Titanic

June 13–22, 2014
Carpenter Performance Hall
Irving Arts Center

Lyric Stage, Dallas County’s only locally produced professional musical theater company, closed its twenty-first season with Maury Yeston and Peter Stone’s Tony Award winning musical TITANIC, June 13-22, 2014 in the Irving Arts Center’s Carpenter Performance Hall.

TITANIC examines the causes, the conditions and the characters involved in the quintessential disaster of the 20th Century. This is the factual story of the ship, her officers, crew and passengers told through a glorious score filled with gorgeous choral anthems. TITANIC opened on Broadway at the Lunt-Fontanne Theatre April 23, 1997 and won five TONY Awards, including Best Musical, Best Score and Best Book (musical).

With TITANIC slated to return to Broadway next season, Lyric Stage Founding Producer Steven Jones narrowly secured the rights to bring TITANIC back to north Texas audiences prior to the Broadway revival. Drew Scott Harris directed TITANIC for Lyric Stage in 2003 as the closing production of its tenth season and it was a sensation. “Drew’s conception of TITANIC focuses on the people aboard the ship rather than the spectacle of the sinking and it was a huge hit for Lyric Stage in 2003,” said Lyric Stage Founding Producer Steven Jones. “Thirty-seven voices singing Maury Yeston’s glorious score accompanied by the thirty-five piece Lyric Stage orchestra will be thrilling,” Jones added. Mr. Harris has directed on Broadway, Off-Broadway and in regional theaters across the country. His other Lyric Stage credits include CATHER COUNTY, JOSEPH AND MARY, MIRETTE and ROADSIDE.

Lyric Stage Music Director Jay Dias conducted the thirty-five piece Lyric Stage Orchestra. Margaret Hayden re-created Drew Scott Harris’ original staging. Costumes were by Ryan Matthieu Smith, lighting design was by Julie A. Simmons, properties design was by Jane Quetin and sound design was by Bill Eickenloff.

DATA SECTION:
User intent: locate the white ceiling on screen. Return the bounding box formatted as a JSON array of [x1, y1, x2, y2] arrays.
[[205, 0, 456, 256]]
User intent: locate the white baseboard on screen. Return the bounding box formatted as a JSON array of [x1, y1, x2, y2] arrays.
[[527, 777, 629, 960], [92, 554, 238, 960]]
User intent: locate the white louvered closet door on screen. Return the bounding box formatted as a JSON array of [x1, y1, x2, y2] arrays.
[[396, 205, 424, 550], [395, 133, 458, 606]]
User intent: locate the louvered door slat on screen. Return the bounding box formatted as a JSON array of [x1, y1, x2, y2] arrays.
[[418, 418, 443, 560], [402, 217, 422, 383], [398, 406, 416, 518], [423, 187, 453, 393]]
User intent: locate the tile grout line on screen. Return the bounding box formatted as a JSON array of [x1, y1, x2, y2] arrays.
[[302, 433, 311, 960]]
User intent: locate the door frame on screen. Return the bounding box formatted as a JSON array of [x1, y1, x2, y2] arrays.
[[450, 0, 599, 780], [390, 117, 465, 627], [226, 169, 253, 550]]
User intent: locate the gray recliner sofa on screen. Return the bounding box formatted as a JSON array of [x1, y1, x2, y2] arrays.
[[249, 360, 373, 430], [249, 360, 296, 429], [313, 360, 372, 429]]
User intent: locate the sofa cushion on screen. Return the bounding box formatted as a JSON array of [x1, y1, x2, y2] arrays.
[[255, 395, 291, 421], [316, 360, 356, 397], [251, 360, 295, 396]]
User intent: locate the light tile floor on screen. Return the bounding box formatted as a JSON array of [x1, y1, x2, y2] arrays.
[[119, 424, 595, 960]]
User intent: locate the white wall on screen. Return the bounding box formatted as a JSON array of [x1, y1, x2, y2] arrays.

WORK INSTRUCTIONS:
**a)** Extract from the Lyric Stage TITANIC page the part that opens with the words containing "Lyric Stage Music" and closes with "by Bill Eickenloff.", copying it verbatim.
**b)** Answer these questions using the Lyric Stage TITANIC page:
(i) On what date did TITANIC open on Broadway?
(ii) In what year did Drew Scott Harris first direct TITANIC for Lyric Stage?
(iii) Who designed the costumes?
**c)** Carry on the Lyric Stage TITANIC page, starting after its final sentence.

EXPECTED OUTPUTS:
**a)**
Lyric Stage Music Director Jay Dias conducted the thirty-five piece Lyric Stage Orchestra. Margaret Hayden re-created Drew Scott Harris’ original staging. Costumes were by Ryan Matthieu Smith, lighting design was by Julie A. Simmons, properties design was by Jane Quetin and sound design was by Bill Eickenloff.

**b)**
(i) April 23, 1997, at the Lunt-Fontanne Theatre
(ii) 2003
(iii) Ryan Matthieu Smith

**c)**
Lyric Stage’s cast included James Williams as Captain Smith; Ryan Appleby as Andrews, the designer and builder of the Titanic; Greg Dulcie as Bruce Ismay, the owner of the Titanic; Lois Sonnier Hart and Jay Taylor as Isidor and Ida Straus, owners of Macy’s Department Store; Mary Gilbreath Grimm and Mark Oristano as second class passengers Alice and Edgar Beane; and Kylie Arnold and Anthony Fortino as third class passenger Kate McGowan and stoker Frederick Barrett. Also in the cast were Stephen Bates, Alexandra Cassens, Danielle Estes, Emily Ford, Brendon Gallagher, Martin Guerra, Maranda Harrison, Preston Lee Isham, Jackie L. Kemp, Erika Larsen, Johnny Lee, Jonathan McCurry, Michael Scott McNay, Meghan Elizabeth Miller, Delynda Johnson Moravec, Randy Pearlman, Jackie Raye, Neil Rogers, Drew Matthew Shafranek, Kimberly Ann Smith, R. Bradford Smith, Scott Sutton, Dana Taylor, Jenny Tucker, Dennis Wees, Aaron White and Katie Moyes Williams.

TITANIC ran June 13-22 in the Irving Arts Center’s Carpenter Performance Hall. Performances were June 13, 14, 19. 20 & 21 @ 8:00 PM and June 15 & 22 @ 2:30 PM.

Jason Kane as Tevye. Photo: Michael C. Foster

Titanic: Elaine Liner review

Second Sailing for Titanic at Lyric Stage, Drowning in Gorgeous Tunes

This isn’t the maiden voyage for the musical Titanic at Lyric Stage. The company did it in 2003 using the same staging by director Drew Scott Harris and the same stripped-down set designed byScott Osborne that merely suggests, with three levels of steps and metal railings, the gleaming decks, deluxe “saloons” and hellfire coal-stoking rooms of the White Star Line’s “city on the sea.”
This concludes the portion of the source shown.